*PARTES DEL EJERCICIO*
[a] ¿Puedes reproducir, sin cambiar nada, el tramo del texto sobre literatura comparada que va desde "Es esta identidad" hasta "mismo ha coordinado."?
[b] ¿Cómo resumirías en una lista breve el párrafo del texto sobre literatura comparada que empieza con "La ACLA está obligada por sus propios estatutos", conservando sus datos principales?
[c] ¿Cómo se traduce al inglés esta oración del texto sobre literatura comparada: "El informe de la década de los 80 no llegó a presentarse porque el presidente del comité quedó tan insatisfecho con los resultados que lo vetó."?

━━━━━ TEXTO DEL EJERCICIO

Es esta identidad lo que siempre ha estado en entredicho, debatida incluso por los propios comparatistas. Saussy sugiere que «La fragilidad de la literatura comparada como institución y su éxito como conjunto de ideas se reducen a lo mismo: su falta de un objeto definitorio permanente, una posición entre y (metodológicamente hablando) por encima de las disciplinas con campos y cánones determinados, y una apertura a conexiones laterales y generalizaciones nomotéticas» (Saussy, 2006: 24). Esto es lo que la convierte, según Saussy, en una disciplina que ha de estar permanentemente atenta a los cambios en su entorno y a las condiciones de delimitación que la hacen posible, y examinar tales condiciones es el objetivo de los informes periódicos sobre el estado de la disciplina como el que él mismo ha coordinado.

Estado de la disciplina

La ACLA está obligada por sus propios estatutos a elaborar cada diez años un informe sobre los estándares de la disciplina, es decir, sobre en qué consiste ser un comparatista y qué formación requiere. El primer informe lo presentó en 1965 un comité presidido por Harry Levin, en 1975 el presidente fue Tom Greene. El informe de la década de los 80 no llegó a presentarse porque el presidente del comité quedó tan insatisfecho con los resultados que lo vetó. El siguiente encargo recayó en Charles Bernheimer, cuyo comité presentó en 1993 un informe muy polémico que fue sometido a debate en la convención de ese año de la Modern Language Association, con réplicas de K. Anthony Appiah, Mary Louise Pratt y Michael Riffaterre. Los tres informes de 1965, 1975 y 1993 se publicaron luego, conjuntamente con las tres ponencias del MLA y trece colaboraciones más que reflejaban posiciones diversas, bajo el título Comparative Literature in the Age of Multiculturalism . El informe Bernheimer ya no pretendía establecer estándares, sino que hablaba de la «misión intelectual de la disciplina», mientras que Saussy renunció por completo a redactar un informe unificado y se limitó a reunir una colección de ensayos sobre «el estado de la disciplina» y a añadirles siete artículos de respuesta. La saga de los informes de la ACLA es un retrato de las transformaciones y conflictos sufridos por la disciplina en el medio siglo más activo de su existencia y en el país más abierto a los cambios (y a la vez más susceptible a las modas). En cierto modo, es esta evolución misma la que define a la disciplina, porque como dijo el recientemente fallecido filósofo Richard Rorty (quien por cierto ocupó una cátedra de literatura comparada en Stanford), «las disciplinas académicas tienen historias, pero no esencias» (Saussy, 2006: 66).

━━━━━━━━━━
━━━━━ DATOS DE ORIGEN

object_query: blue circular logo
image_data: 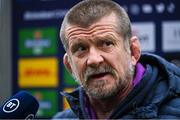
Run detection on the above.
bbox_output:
[3,99,19,113]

━━━━━━━━━━

*RESULTADOS POR TAREA*
[a]
Es esta identidad lo que siempre ha estado en entredicho, debatida incluso por los propios comparatistas. Saussy sugiere que «La fragilidad de la literatura comparada como institución y su éxito como conjunto de ideas se reducen a lo mismo: su falta de un objeto definitorio permanente, una posición entre y (metodológicamente hablando) por encima de las disciplinas con campos y cánones determinados, y una apertura a conexiones laterales y generalizaciones nomotéticas» (Saussy, 2006: 24). Esto es lo que la convierte, según Saussy, en una disciplina que ha de estar permanentemente atenta a los cambios en su entorno y a las condiciones de delimitación que la hacen posible, y examinar tales condiciones es el objetivo de los informes periódicos sobre el estado de la disciplina como el que él mismo ha coordinado.

[b]
- Por estatuto, la ACLA debe elaborar cada diez años un informe sobre los estándares de la disciplina: qué es ser comparatista y qué formación requiere.
- 1965: primer informe, de un comité presidido por Harry Levin. 1975: presidido por Tom Greene.
- Década de los 80: el informe no se presentó porque el presidente del comité lo vetó, insatisfecho con los resultados.
- 1993: el comité de Charles Bernheimer presentó un informe muy polémico. Se debatió en la convención de la Modern Language Association, con réplicas de K. Anthony Appiah, Mary Louise Pratt y Michael Riffaterre.
- Los informes de 1965, 1975 y 1993 se publicaron juntos, con las tres ponencias del MLA y trece colaboraciones más, como Comparative Literature in the Age of Multiculturalism.
- Bernheimer ya no fijaba estándares, sino que hablaba de la «misión intelectual de la disciplina».
- Saussy no redactó un informe unificado. Reunió ensayos sobre «el estado de la disciplina» y añadió siete artículos de respuesta.
- Estos informes retratan las transformaciones y conflictos de la disciplina en su medio siglo más activo. Según Richard Rorty, «las disciplinas académicas tienen historias, pero no esencias».

[c] The report for the 1980s was never presented because the committee chair was so dissatisfied with the results that he vetoed it.